- EXCERPTED PASSAGE -
>>>

In this mini-project we will create the infrastructure to set up a development environment for writing and testing Spark jobs.
Infrastructure:
Docker compose will provide us with the infrastructure necessary to launch our scripts and verify that they work as intended.
it provides the following services:
Master node
spark-master:
container_name: spark-main
image: docker.io/bitnami/spark:3.5
ports:
- 9090:8080
- 7077:7077
environment:
- SPARK_MODE=master
- SPARK_RPC_AUTHENTICATION_ENABLED=no
- SPARK_RPC_ENCRYPTION_ENABLED=no
- SPARK_LOCAL_STORAGE_ENCRYPTION_ENABLED=no
- SPARK_SSL_ENABLED=no
- SPARK_USER=spark
volumes:
- ./apps:/opt/spark_apps
- ./data:/opt/spark_data
- image: we are using bitnami image.
- ports:
- container port 8080 : used for accessing the web UI, so it's mapped to host port 9090
- container port 7077: used for communicating with the workers, it's mapped to host port 7077
- volumes:
- apps : makes dependencies as jars available for spark such as postgres
- data : that's where the raw test data will reside.
- environment : sets up the necessary environment variables to make the node the master node.

<<<

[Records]
>>>

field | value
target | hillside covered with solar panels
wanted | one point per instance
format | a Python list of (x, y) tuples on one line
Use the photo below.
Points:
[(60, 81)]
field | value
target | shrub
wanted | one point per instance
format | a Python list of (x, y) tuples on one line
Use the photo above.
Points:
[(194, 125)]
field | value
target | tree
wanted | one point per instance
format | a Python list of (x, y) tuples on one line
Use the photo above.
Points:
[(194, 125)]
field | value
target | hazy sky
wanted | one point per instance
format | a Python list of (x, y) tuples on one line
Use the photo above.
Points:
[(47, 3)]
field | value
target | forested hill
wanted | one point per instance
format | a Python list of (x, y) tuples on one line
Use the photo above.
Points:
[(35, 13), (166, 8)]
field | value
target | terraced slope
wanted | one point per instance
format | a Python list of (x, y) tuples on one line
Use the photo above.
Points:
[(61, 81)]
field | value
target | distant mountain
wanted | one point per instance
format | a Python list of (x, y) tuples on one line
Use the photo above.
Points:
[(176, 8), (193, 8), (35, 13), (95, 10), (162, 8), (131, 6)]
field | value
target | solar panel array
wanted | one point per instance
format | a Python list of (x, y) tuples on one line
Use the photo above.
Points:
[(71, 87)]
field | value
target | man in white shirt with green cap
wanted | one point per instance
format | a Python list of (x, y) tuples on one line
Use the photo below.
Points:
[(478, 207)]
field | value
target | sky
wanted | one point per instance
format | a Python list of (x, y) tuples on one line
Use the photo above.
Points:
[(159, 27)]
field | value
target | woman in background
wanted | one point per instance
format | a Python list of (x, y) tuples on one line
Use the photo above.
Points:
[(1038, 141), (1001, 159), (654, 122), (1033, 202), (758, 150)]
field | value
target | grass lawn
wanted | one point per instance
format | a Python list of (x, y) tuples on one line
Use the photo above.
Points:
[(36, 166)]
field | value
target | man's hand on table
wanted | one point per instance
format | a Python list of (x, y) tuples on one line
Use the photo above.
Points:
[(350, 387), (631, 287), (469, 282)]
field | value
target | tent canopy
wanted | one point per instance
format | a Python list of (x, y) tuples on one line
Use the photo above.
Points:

<<<

- REQUEST -
Copy word for word the part of the Spark development environment text from "In this mini-project" up to and including "work as intended.".

- RESULT OF THIS TASK -
In this mini-project we will create the infrastructure to set up a development environment for writing and testing Spark jobs.
Infrastructure:
Docker compose will provide us with the infrastructure necessary to launch our scripts and verify that they work as intended.